» **Ziel**:
Gib die folgenden Zeilen als zweispaltige CSV mit den Spalten „eingabe“ und „ausgabe“ wieder. Dabei erhält jede Zeile mit Text eine eigene CSV-Zeile, in der ihr Wortlaut und alle zugehörigen Antworten jeweils in einem Feld in Anführungszeichen stehen. Zeilenumbrüche werden durch Leerzeichen ersetzt, und die Bilder werden weggelassen.

» **Eingabedaten**:
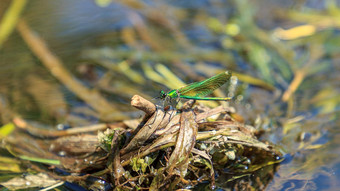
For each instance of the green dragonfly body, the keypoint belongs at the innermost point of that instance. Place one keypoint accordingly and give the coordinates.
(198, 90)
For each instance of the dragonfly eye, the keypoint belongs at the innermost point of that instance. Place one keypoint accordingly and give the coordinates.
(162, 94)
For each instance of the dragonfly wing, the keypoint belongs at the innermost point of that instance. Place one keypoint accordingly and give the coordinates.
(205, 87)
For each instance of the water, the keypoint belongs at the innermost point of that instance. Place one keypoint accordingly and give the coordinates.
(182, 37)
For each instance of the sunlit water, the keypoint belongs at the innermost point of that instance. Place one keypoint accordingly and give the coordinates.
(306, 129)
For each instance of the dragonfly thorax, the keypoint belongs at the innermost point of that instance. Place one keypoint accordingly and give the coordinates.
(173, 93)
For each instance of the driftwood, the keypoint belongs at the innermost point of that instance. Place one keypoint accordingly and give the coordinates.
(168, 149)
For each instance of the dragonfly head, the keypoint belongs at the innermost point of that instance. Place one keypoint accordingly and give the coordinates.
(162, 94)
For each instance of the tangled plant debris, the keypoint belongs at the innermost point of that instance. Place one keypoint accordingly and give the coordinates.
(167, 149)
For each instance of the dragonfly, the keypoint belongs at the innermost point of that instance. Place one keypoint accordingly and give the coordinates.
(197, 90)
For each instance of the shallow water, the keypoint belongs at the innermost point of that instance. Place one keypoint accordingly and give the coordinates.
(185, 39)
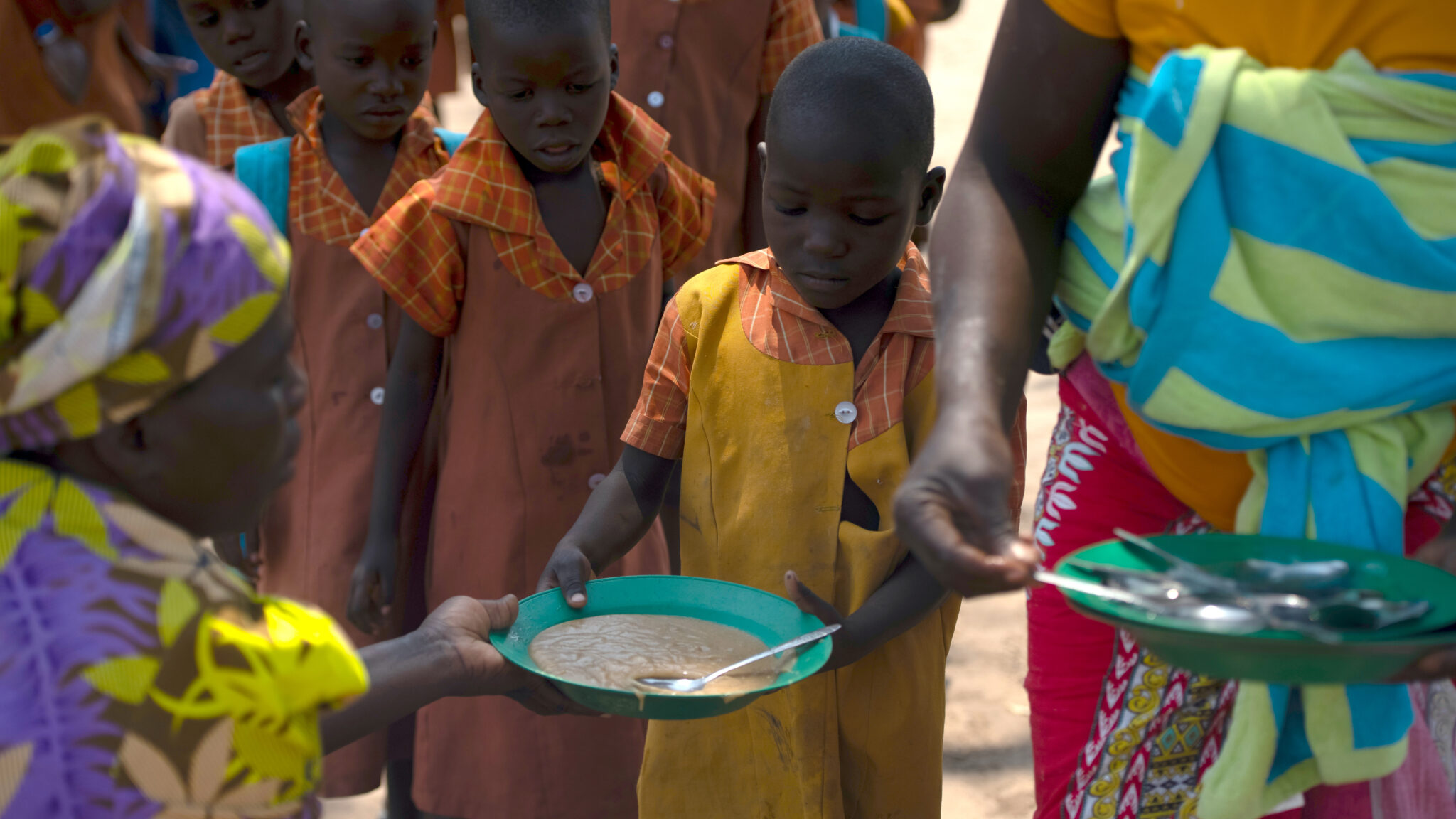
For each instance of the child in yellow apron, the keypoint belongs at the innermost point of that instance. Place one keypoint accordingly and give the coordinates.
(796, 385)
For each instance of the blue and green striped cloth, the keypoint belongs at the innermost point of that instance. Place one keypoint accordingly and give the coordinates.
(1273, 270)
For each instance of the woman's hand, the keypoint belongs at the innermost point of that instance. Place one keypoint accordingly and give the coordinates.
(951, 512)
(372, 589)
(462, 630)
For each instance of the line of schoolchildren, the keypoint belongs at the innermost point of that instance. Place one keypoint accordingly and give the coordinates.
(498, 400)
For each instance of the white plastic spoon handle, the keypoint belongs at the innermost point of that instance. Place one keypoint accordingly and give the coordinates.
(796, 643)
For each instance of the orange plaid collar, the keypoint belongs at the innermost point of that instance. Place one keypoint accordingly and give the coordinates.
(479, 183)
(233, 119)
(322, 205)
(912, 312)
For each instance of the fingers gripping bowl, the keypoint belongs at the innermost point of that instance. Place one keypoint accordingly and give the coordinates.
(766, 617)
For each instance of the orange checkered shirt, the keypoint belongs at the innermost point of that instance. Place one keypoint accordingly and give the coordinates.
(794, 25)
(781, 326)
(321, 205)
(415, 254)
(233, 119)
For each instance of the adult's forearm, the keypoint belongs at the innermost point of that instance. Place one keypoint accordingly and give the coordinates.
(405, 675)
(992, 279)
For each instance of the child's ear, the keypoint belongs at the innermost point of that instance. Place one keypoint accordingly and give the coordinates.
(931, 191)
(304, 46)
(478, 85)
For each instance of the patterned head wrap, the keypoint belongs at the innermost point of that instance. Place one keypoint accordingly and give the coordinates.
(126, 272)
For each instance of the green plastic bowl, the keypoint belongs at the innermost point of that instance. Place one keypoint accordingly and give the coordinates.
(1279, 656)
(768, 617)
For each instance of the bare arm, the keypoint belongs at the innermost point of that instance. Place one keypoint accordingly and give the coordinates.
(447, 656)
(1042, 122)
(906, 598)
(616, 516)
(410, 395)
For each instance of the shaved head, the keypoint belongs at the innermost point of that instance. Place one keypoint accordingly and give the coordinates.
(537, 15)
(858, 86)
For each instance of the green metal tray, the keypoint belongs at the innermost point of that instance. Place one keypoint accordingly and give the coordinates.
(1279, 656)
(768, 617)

» **Lösung der Aufgabe**:
eingabe,ausgabe
"For each instance of the green dragonfly body, the keypoint belongs at the innermost point of that instance. Place one keypoint accordingly and give the coordinates.","(198, 90)"
"For each instance of the dragonfly eye, the keypoint belongs at the innermost point of that instance. Place one keypoint accordingly and give the coordinates.","(162, 94)"
"For each instance of the dragonfly wing, the keypoint belongs at the innermost point of that instance. Place one keypoint accordingly and give the coordinates.","(205, 87)"
"For each instance of the water, the keypoint belongs at the innermost point of that instance. Place one keypoint accordingly and give the coordinates.","(182, 37)"
"For each instance of the sunlit water, the keypoint belongs at the innermost point of that instance. Place one keypoint accordingly and give the coordinates.","(306, 129)"
"For each instance of the dragonfly thorax, the keypoint belongs at the innermost point of that instance. Place one keypoint accordingly and give the coordinates.","(173, 93)"
"For each instance of the driftwood, the keypoint belongs at the innermost point of that instance. Place one keypoint accordingly and give the coordinates.","(168, 149)"
"For each instance of the dragonfly head, the keypoint belongs at the innermost point of that instance. Place one keypoint accordingly and give the coordinates.","(162, 94)"
"For each instance of the tangled plant debris, the keypoint belongs at the innermost point of that instance. Place one keypoint accordingly and give the coordinates.","(167, 149)"
"For each instance of the dragonfly, the keypoint belongs at the innermost point of that instance. Place one keypoint accordingly and give the coordinates.","(197, 90)"
"For each instance of the shallow water, the keypoint belongs at the innermost point of that instance. Place one keypoint accordingly and give the coordinates.","(185, 39)"
"For each instance of the child in yellow apron, the keypoint belongs at the innermost point of that instance. Place one keypoint accordingly and give the coordinates.","(796, 385)"
"For each instance of the blue and green striped cloth, the keypoint belongs at the innermost point of that instance. Place one keypoint accordingly and give the coordinates.","(1273, 270)"
"For each instance of the woman's hand, the keypoint belongs at the innermost point of that instance. Place one keypoint accordingly and give the coordinates.","(951, 512) (372, 589) (462, 630)"
"For each instance of the line of schoolchildren, the keypoint belongs at the innermost point of that instance. Place one keypoint accordingly and give the coordinates.","(498, 400)"
"For each instance of the white plastic spoon handle, the keypoint belongs at the innermost point of that instance. Place one keypoint accordingly and give the coordinates.","(796, 643)"
"For each instance of the orange plaid collar, the keypoint belongs at the innermost point of that instance. Place one keypoint accordingly and give the coordinates.","(479, 183) (233, 119) (322, 205) (912, 312)"
"For each instance of the fingers gripping bowl, the keypoint belongs at the innermost point of that instance. Place one keypoint accordingly and give the coordinates.","(766, 617)"
"For each instance of the orange checkered shirt, the keypoint belongs at the innermost point of that instance. Place one keypoint accordingly and give the coordinates.","(794, 25) (781, 326) (321, 205) (415, 254) (233, 119)"
"For each instance of the adult's forearm, the keypoint belongs at the innermost point of that instance. Place one keypoint accordingly and give the coordinates.","(405, 675) (992, 279)"
"For each instance of the child's ear, the keypoint belongs at the innermost point of that instance. Place one keypoint accordingly and give the coordinates.","(931, 191) (304, 46) (478, 85)"
"For each instance of the patterned head wrap, the keypoint belongs at the innermost point of that instance. Place one keypoint accordingly and give the coordinates.","(126, 272)"
"For each instance of the green plastic bowl, the keypoint belongs at the innermost point of that instance. Place one keypoint accordingly and give the coordinates.","(1279, 656) (768, 617)"
"For each instance of the bare arm, the keypoint belongs at the innermost point of that instance. Place one keypoint accordingly and give the coordinates.","(447, 656) (1042, 122) (906, 598) (616, 516) (410, 395)"
"For each instance of the shaved head, the keypoint belongs at the innermost point of that instance. Place one keypoint accordingly and give the coordinates.","(537, 15) (858, 86)"
"For each instance of the green metal tray, the keypoint belongs at the innermost point of that instance. Place one keypoint accordingly and give the coordinates.","(1279, 656) (768, 617)"